## START Text to read
As part of its charge, the DCCT was asked to "develop digitization and metadata standards (in consultation with the Access Strategies Team) for application to future DL projects and existing resources that lack appropriate metadata." Specific tasks in this area include:

  • Establishing library-wide guidelines for the creating, managing, and preserving digital objects, and
  • Investigating metadata requirements for digital objects vis-a-vis the institutional repository, OAI, and digital object management systems under consideration

The DCCT has prepared this guide providing links to resources which the team and librarians who consult it will use when developing a DL applications. Proper application of metadata is only one part (although a very essential one) of a digital project. Decisions about when and how to apply metadata are affected by several factors beyond the purview of this document. In general, the team will operate under the principles articulated in the NISO Framework, viz:

  • 1: Appropriateness to described resource. Good metadata should be appropriate to the materials in the collection, users of the collection, and intended, current and likely use of the digital object.
## END Text to read
## START Items
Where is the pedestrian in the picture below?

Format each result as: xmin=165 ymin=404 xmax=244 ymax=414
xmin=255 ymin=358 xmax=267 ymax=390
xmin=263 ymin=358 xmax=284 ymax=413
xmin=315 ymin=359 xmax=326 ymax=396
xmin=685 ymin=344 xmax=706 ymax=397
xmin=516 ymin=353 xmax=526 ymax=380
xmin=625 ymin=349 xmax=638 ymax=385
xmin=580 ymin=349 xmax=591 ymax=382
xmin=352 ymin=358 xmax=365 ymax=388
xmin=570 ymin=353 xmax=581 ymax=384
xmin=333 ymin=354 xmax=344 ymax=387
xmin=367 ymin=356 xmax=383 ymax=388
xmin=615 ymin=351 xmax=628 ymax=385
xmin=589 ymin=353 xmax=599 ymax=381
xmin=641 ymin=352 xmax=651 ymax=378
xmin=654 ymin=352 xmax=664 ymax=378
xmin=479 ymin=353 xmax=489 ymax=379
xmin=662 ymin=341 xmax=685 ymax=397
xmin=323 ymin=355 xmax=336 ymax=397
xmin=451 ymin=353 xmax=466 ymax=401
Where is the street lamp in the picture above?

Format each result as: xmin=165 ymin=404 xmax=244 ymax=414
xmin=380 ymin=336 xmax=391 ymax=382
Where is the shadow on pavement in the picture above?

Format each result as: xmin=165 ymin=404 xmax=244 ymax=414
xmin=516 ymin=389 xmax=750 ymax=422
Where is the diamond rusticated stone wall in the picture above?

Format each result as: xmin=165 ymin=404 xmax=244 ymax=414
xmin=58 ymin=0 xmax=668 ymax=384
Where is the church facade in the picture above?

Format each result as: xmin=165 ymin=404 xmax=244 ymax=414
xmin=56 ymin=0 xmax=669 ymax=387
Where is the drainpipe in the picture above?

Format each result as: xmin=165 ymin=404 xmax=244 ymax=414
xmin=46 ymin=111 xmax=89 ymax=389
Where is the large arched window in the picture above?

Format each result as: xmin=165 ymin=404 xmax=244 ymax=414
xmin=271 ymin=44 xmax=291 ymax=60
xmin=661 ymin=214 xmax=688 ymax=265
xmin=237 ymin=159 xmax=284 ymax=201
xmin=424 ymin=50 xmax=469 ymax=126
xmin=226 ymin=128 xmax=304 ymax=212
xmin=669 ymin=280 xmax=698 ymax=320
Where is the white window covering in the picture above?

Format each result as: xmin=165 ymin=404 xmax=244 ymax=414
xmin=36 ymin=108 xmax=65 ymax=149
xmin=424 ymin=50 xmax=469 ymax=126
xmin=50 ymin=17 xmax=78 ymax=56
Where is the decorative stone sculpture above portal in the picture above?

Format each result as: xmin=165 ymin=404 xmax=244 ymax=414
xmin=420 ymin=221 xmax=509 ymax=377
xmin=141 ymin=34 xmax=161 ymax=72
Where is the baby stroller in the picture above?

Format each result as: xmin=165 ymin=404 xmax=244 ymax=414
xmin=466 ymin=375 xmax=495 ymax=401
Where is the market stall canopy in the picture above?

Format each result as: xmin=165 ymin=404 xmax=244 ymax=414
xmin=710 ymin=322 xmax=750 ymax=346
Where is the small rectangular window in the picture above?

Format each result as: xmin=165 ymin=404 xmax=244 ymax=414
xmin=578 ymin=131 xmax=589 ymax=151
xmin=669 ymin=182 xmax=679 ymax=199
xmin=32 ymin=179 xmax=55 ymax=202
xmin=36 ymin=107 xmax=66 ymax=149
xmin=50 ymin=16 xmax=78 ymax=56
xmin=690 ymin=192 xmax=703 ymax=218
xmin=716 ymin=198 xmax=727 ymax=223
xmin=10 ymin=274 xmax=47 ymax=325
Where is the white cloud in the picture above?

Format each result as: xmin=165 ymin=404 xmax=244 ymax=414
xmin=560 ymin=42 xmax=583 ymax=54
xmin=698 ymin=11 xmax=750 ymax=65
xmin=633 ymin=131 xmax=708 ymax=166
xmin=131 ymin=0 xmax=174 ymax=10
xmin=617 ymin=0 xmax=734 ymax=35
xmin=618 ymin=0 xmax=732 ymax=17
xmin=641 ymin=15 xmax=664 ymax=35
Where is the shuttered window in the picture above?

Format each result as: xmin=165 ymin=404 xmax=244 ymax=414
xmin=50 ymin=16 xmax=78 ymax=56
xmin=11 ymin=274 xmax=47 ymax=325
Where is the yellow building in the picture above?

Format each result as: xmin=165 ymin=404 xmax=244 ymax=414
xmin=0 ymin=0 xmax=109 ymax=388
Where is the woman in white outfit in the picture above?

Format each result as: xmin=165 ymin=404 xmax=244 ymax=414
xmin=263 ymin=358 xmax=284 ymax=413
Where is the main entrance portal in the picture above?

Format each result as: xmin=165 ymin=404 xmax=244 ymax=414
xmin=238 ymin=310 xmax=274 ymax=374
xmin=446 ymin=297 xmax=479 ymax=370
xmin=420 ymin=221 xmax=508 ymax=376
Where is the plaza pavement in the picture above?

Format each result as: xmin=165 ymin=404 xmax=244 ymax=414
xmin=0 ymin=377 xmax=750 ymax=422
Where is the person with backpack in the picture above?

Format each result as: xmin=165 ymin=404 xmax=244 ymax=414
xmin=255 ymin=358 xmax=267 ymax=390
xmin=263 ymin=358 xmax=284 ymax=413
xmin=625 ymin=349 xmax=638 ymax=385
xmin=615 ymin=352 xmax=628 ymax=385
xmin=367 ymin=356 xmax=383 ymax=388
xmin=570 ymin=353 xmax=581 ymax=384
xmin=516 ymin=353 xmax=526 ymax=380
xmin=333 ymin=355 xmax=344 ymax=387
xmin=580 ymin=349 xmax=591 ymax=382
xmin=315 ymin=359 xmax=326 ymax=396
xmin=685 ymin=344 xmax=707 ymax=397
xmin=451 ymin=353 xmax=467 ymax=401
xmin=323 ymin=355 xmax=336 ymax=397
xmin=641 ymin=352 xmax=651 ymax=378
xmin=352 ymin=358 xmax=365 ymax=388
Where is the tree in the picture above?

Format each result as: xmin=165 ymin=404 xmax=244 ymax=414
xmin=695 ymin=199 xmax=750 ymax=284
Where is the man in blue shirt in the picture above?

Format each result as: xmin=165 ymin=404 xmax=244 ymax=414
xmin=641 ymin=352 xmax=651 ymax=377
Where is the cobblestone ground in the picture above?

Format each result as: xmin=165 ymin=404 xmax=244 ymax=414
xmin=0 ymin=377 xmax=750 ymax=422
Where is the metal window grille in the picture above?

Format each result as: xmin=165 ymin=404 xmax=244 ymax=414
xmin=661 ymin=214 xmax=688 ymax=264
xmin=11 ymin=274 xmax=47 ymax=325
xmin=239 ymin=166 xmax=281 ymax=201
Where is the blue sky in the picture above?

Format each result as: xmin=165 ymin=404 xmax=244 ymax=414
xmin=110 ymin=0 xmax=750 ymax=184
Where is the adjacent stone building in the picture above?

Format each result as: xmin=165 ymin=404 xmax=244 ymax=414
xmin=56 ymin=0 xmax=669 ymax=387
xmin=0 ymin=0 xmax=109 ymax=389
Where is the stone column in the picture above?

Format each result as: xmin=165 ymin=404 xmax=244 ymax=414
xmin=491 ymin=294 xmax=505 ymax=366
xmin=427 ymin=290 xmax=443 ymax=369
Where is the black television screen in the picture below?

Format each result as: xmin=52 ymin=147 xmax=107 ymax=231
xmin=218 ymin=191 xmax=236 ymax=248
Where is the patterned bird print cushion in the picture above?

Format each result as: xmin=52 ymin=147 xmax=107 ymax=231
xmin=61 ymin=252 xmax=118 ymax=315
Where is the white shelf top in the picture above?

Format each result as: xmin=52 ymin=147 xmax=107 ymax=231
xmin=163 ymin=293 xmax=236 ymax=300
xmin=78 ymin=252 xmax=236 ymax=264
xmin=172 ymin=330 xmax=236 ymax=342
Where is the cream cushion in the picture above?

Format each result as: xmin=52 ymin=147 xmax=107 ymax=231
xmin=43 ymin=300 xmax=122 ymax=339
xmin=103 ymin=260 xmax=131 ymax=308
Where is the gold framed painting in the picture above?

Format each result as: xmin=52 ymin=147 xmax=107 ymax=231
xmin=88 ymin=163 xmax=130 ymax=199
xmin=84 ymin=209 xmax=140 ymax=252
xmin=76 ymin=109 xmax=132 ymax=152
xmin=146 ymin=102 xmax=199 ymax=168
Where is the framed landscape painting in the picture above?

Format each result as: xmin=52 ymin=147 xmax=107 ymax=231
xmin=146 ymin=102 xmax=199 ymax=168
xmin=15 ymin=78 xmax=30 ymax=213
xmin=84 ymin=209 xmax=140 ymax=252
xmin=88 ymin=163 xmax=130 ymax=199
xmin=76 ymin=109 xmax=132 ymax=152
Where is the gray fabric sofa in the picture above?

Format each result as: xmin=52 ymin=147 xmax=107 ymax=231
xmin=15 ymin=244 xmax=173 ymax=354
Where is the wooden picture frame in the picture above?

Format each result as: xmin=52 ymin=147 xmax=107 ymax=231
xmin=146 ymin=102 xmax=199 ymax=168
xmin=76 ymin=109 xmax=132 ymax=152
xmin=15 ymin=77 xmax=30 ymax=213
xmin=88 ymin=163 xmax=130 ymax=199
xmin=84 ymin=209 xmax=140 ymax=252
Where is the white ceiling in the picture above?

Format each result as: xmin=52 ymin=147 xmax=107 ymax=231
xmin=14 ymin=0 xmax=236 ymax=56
## END Items
_Tasks for this exercise:_
**1.** Translate this sentence from the passage on metadata standards into Spanish: "Proper application of metadata is only one part (although a very essential one) of a digital project."
**2.** Filter the records down to each line that contains the string "window", treating uppercase and lowercase as different.
The text and the records have nothing to do with each other.

_Answers to the exercises:_
**1.** La aplicación adecuada de los metadatos es solo una parte (aunque una muy esencial) de un proyecto digital.

**2.**
Where is the large arched window in the picture above?
Where is the white window covering in the picture above?
Where is the small rectangular window in the picture above?
Where is the shuttered window in the picture above?
Where is the metal window grille in the picture above?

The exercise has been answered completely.